**Objective**
Rewrite all of the rows below, replacing each "instance" with "occurrence" and leaving everything else unchanged.

**Source data**
[start]
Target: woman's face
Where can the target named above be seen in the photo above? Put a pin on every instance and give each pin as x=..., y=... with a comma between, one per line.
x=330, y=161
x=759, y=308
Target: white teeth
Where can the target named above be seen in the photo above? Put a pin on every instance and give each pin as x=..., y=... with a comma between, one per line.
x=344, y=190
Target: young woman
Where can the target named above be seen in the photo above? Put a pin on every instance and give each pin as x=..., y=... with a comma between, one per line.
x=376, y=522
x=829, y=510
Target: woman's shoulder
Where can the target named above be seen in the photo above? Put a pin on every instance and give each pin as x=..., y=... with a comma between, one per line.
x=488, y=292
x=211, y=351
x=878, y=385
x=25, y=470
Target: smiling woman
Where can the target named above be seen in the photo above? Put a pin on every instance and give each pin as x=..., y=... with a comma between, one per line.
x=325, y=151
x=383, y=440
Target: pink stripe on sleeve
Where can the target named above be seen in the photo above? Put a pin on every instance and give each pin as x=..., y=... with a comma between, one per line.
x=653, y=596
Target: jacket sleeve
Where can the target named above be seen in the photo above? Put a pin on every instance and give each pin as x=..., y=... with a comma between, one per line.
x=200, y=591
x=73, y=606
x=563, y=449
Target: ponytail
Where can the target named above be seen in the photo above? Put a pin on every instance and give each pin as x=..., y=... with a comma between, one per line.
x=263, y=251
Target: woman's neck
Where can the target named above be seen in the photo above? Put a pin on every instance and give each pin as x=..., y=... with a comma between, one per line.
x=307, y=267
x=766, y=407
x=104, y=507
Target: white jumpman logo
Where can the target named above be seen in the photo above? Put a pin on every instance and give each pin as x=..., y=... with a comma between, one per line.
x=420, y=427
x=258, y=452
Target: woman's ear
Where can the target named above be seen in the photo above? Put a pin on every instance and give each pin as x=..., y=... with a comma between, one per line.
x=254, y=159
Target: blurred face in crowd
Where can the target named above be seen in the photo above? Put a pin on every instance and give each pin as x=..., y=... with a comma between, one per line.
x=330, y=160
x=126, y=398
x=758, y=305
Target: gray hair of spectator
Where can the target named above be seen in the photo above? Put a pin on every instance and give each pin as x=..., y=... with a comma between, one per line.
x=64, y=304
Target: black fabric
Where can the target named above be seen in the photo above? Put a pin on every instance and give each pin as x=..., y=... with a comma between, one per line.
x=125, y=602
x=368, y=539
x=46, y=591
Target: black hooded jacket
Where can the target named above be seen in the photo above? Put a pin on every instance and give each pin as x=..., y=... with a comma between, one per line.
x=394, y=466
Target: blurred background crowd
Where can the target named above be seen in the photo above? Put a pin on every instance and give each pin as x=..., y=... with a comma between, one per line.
[end]
**Answer for this exercise**
Target: woman's face
Where can the target named above be seen in the photo above? Put a pin on every occurrence and give each pin as x=..., y=... with a comma between, one per line.
x=330, y=161
x=759, y=308
Target: white teeth
Where can the target named above be seen in the photo above? Put a pin on every occurrence and give each pin as x=..., y=... with a comma between, one per line.
x=344, y=190
Target: young woman
Where can the target named above be seen in the photo above? Put a pin on every occurrence and give each pin as x=..., y=... with a comma between, one per line.
x=376, y=522
x=829, y=510
Target: woman's shoulder
Where can the target named above be seen in the photo above? Put a pin on every occurrence and give each pin as x=..., y=... with a comma between, one per line.
x=488, y=292
x=211, y=351
x=878, y=385
x=25, y=470
Target: smiling woman
Where can the target named above be seen in the photo above? Put a pin on every occurrence and give each pin as x=..., y=... with a comma between, one per line.
x=325, y=151
x=383, y=440
Target: pink stripe on sleeve
Where can the target named above be seen in the photo above? Put a pin on every occurrence and give each pin as x=..., y=... with a comma between, one per line.
x=653, y=596
Target: jacket sleeve
Where can the target named above be seen in the photo above? Put a pin on every occurrence and give each pin as x=..., y=... with a comma between, one per line.
x=200, y=591
x=73, y=606
x=563, y=449
Target: ponytail
Where can the target named above be seen in the photo above? Put a pin on every occurrence and give each pin as x=..., y=... with a comma between, one per line.
x=263, y=251
Target: woman's neck
Where can the target named above be seen in the photo above? Put a pin on every occurrence and give each pin as x=..., y=... with a comma between, one per line.
x=307, y=267
x=766, y=407
x=104, y=507
Target: white jumpman logo
Where can the target named above be seen in the photo above? Put a pin on every occurrence and give each pin as x=..., y=... with a comma between, one per line.
x=420, y=427
x=258, y=452
Target: woman's ear
Where can the target named above be seen in the photo above? Put a pin on every occurrence and give each pin as x=..., y=... with a comma between, one per line.
x=254, y=159
Target: blurred face in crowd
Where can the target named above be seen in the photo above? Put a pin on every occurrence and give each pin as x=..., y=... with a comma between, one per line.
x=330, y=160
x=126, y=398
x=758, y=305
Target: gray hair of spectator
Where can the target named above be seen in the photo above? Put a pin on every occurrence and give each pin as x=..., y=... with a comma between, one per line.
x=64, y=304
Target: black fabric
Where can the target named above be seen in the photo above? Put a pin on every occurrence and give each pin as x=..., y=... with a comma between, one per line.
x=125, y=602
x=368, y=539
x=46, y=591
Target: black hooded jacket
Where can the target named above be seen in the photo above? Put a pin on every occurrence and give each pin as x=..., y=... with a comma between, one per line.
x=394, y=466
Target: blurred background crowd
Where can the target named above be seen in the photo above? Put a pin on every occurrence and give each pin as x=..., y=... with a comma between, one per line.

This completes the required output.